■ Given request
Exactly as given, repeat all of the entries.

☆ ☆ ☆ ☆

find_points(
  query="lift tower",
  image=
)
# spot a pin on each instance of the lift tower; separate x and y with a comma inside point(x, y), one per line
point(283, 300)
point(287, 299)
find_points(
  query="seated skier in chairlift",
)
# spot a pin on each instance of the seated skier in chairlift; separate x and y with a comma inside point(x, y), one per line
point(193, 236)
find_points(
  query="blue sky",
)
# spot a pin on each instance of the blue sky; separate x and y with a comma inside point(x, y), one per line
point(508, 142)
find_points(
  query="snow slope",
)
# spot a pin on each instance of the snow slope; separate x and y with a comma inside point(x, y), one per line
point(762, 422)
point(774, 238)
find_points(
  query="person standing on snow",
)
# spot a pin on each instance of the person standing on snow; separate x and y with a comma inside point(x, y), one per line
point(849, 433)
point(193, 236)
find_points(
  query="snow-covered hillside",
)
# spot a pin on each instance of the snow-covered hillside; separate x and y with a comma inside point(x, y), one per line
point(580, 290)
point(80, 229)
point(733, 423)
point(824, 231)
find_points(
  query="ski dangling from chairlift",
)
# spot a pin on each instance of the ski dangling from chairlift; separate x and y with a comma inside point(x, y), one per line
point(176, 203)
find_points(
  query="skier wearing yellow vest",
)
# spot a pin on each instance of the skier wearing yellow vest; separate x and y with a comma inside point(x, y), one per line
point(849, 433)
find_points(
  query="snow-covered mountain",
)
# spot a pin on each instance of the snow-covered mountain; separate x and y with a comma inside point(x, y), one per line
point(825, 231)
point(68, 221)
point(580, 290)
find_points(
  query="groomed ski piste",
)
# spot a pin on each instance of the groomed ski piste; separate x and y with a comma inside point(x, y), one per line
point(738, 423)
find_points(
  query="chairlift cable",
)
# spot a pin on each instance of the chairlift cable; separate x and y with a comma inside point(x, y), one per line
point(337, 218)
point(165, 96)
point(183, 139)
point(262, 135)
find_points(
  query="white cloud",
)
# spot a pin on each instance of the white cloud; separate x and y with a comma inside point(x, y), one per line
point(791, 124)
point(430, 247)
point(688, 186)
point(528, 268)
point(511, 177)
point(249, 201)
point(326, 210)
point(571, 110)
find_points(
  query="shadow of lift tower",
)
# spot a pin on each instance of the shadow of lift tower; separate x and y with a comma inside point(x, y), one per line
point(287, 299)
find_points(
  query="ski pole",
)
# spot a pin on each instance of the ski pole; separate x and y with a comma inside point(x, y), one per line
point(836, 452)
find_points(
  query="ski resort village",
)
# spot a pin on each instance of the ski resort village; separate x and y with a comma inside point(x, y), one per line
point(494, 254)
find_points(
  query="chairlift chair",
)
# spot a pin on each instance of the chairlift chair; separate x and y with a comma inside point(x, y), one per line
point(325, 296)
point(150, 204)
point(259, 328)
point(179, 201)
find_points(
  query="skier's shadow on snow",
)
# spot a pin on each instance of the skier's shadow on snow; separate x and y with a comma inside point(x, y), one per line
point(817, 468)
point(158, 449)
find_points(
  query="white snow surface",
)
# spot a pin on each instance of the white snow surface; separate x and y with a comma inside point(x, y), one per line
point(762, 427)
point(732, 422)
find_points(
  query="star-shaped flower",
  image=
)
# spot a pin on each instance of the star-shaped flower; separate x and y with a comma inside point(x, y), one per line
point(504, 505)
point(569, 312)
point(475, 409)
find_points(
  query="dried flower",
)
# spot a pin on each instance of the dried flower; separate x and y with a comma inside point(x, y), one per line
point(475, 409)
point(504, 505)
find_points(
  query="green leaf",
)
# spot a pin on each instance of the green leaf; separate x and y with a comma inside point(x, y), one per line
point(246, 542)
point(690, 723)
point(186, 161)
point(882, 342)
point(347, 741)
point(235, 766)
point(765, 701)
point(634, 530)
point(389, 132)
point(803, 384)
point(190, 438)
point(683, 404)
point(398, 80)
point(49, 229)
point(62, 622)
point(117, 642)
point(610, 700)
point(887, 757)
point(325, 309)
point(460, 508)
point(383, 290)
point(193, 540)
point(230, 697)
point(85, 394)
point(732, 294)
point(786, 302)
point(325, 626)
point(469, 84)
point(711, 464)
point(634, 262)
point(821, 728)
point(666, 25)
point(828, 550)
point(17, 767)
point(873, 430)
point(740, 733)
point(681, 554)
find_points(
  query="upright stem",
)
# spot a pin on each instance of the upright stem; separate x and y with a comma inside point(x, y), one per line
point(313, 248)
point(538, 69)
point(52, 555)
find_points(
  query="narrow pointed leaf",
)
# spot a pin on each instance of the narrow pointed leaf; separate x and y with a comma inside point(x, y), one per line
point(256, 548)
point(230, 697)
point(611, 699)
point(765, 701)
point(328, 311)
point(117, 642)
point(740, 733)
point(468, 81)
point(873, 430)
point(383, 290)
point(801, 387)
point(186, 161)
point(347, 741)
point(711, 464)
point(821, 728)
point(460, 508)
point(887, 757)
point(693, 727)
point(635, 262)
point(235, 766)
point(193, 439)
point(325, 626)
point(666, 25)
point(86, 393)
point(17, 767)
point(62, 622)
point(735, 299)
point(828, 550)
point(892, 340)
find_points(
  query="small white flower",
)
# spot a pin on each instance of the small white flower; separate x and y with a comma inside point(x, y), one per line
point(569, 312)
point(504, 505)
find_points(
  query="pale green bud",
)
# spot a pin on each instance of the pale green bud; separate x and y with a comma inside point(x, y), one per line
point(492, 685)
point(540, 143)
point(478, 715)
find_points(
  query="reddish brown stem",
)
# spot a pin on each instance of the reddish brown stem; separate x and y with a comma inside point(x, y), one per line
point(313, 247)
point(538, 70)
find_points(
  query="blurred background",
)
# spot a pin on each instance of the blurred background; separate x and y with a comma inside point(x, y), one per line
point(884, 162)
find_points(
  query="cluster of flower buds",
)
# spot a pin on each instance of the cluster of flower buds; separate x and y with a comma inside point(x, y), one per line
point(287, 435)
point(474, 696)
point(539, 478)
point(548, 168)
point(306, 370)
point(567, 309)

☆ ☆ ☆ ☆

■ Task result
find_points(
  query="lift tower",
  image=
)
# spot a pin on each instance of the lift tower; separate x and y with a comma inside point(x, y), one per line
point(283, 300)
point(287, 299)
find_points(
  query="seated skier in chairlift",
)
# spot a pin on each instance of the seated skier in chairlift; separate x and y with a comma inside point(x, y), one per line
point(193, 236)
find_points(
  query="blue sky",
)
# spot a pin on each instance of the blue sky; separate x and y with a comma inside point(x, y), one per line
point(508, 142)
find_points(
  query="snow slope",
)
# spot a pin on each instance of the snow slope; separate x and y with a comma inside point(x, y), one per line
point(762, 422)
point(774, 238)
find_points(
  query="person standing on snow",
)
# spot a pin on each instance of the person standing on snow; separate x and y with a comma inside point(x, y), one per line
point(849, 433)
point(193, 236)
find_points(
  query="snow-covered hillside",
)
# spot a pin on each instance of the snow-covered hillside; separate x and y with a comma inside point(x, y), one per line
point(580, 290)
point(80, 229)
point(733, 423)
point(824, 231)
find_points(
  query="ski dangling from chairlift",
)
# spot a pin on each instance of the ski dangling from chairlift; separate x and y with a comma inside point(x, y), one per line
point(176, 203)
find_points(
  query="skier wearing yellow vest",
)
# spot a pin on each instance of the skier wearing yellow vest; separate x and y with a comma inside point(x, y), one per line
point(849, 433)
find_points(
  query="snow-covered mountain",
)
# spot a pin on each instance of the snow-covered mountain; separate x and y with a comma inside point(x, y), one per line
point(825, 231)
point(68, 221)
point(580, 290)
find_points(
  query="groomed ski piste",
)
# spot a pin on each instance of the groomed ski piste; separate x and y with a comma inside point(x, y), one per line
point(738, 423)
find_points(
  query="chairlift cable",
)
# spot a pin on each instance of the chairlift cable; separate x and y with a comma inside point(x, y), one per line
point(337, 218)
point(165, 96)
point(183, 139)
point(262, 135)
find_points(
  query="white cloud",
)
# spot a pin on each instance of the white cloud; separate x and y with a comma inside point(x, y), one per line
point(791, 124)
point(430, 247)
point(688, 186)
point(528, 268)
point(511, 177)
point(249, 201)
point(326, 210)
point(571, 110)
find_points(
  query="shadow of lift tower",
)
# spot a pin on each instance of the shadow of lift tower; separate x and y with a comma inside point(x, y), one per line
point(287, 299)
find_points(
  query="ski pole",
)
# spot a pin on each instance of the ski pole; separate x and y with a comma inside point(x, y), one per line
point(836, 452)
find_points(
  query="ski resort village",
)
# spot a pin on each instance of the ski resort village; separate x and y with a comma inside point(x, y), one per line
point(494, 254)
find_points(
  query="chairlift chair",
)
# spot a pin on each instance of the chairlift chair; separate x and y with a comma inside point(x, y), one per line
point(325, 296)
point(150, 204)
point(259, 328)
point(179, 201)
find_points(
  query="skier's shadow on snow",
)
# spot a pin on each instance of the skier's shadow on snow; separate x and y with a comma inside point(x, y), one per line
point(817, 468)
point(158, 449)
find_points(
  query="white snow surface",
)
# spot a pin on each instance of the white snow surface; separate x and y with a comma inside point(x, y), one per line
point(762, 427)
point(732, 422)
find_points(
  query="star-shaped flower",
  image=
)
# spot a pin on each instance of the star-shaped flower; separate x and y with a comma inside point(x, y), one per line
point(504, 505)
point(569, 312)
point(475, 409)
find_points(
  query="dried flower",
)
# spot a pin on each instance of the dried flower; separate x and y with a comma inside point(x, y), one per line
point(475, 409)
point(504, 505)
find_points(
  query="green leaf",
)
# spot a pin on each instance of the green leaf; separate x and y with a comma inside point(x, y), one per line
point(246, 542)
point(690, 723)
point(186, 161)
point(882, 342)
point(347, 741)
point(235, 766)
point(765, 701)
point(634, 530)
point(389, 132)
point(803, 384)
point(190, 438)
point(683, 404)
point(398, 80)
point(49, 229)
point(62, 622)
point(117, 642)
point(610, 700)
point(887, 757)
point(325, 309)
point(460, 508)
point(383, 290)
point(193, 540)
point(230, 697)
point(85, 394)
point(732, 294)
point(786, 302)
point(325, 626)
point(469, 84)
point(711, 464)
point(634, 262)
point(821, 728)
point(666, 25)
point(828, 550)
point(17, 767)
point(873, 430)
point(740, 733)
point(681, 554)
find_points(
  query="upright stem",
)
# spot a pin on each instance of the upright stem; separate x and y with a comma inside point(x, y), one per line
point(313, 248)
point(538, 69)
point(52, 555)
find_points(
  query="narrow pointed leaf",
)
# spot a pin on each instance of the narrow pointed leaf; separate x and y with a comma inside point(x, y), one per line
point(256, 548)
point(230, 697)
point(611, 699)
point(765, 701)
point(328, 311)
point(117, 642)
point(740, 733)
point(468, 81)
point(873, 430)
point(383, 290)
point(801, 387)
point(186, 161)
point(347, 741)
point(711, 464)
point(821, 728)
point(460, 508)
point(887, 757)
point(693, 727)
point(635, 262)
point(235, 766)
point(193, 439)
point(325, 626)
point(666, 25)
point(86, 393)
point(17, 767)
point(62, 622)
point(735, 299)
point(828, 550)
point(892, 340)
find_points(
  query="small white flower",
)
# spot a pin on each instance of the small white flower; separate x and y with a comma inside point(x, y), one per line
point(569, 312)
point(504, 505)
find_points(
  query="pale green bud",
)
# spot a pin on each instance of the pale green bud; separate x and y with a comma inside point(x, y), one per line
point(492, 685)
point(540, 143)
point(478, 715)
find_points(
  query="reddish brown stem",
)
# spot a pin on each instance of the reddish brown stem; separate x and y with a comma inside point(x, y), one per line
point(313, 247)
point(538, 70)
find_points(
  query="blurred background",
)
# spot a pin on each instance of the blurred background; separate x and y with a comma inside point(x, y), one per line
point(884, 162)
find_points(
  query="cluster of flower buds",
)
# spot a pin on each instance of the cluster of flower buds; separate x and y with a comma inside point(x, y), one per line
point(287, 435)
point(474, 696)
point(539, 478)
point(548, 168)
point(306, 370)
point(567, 309)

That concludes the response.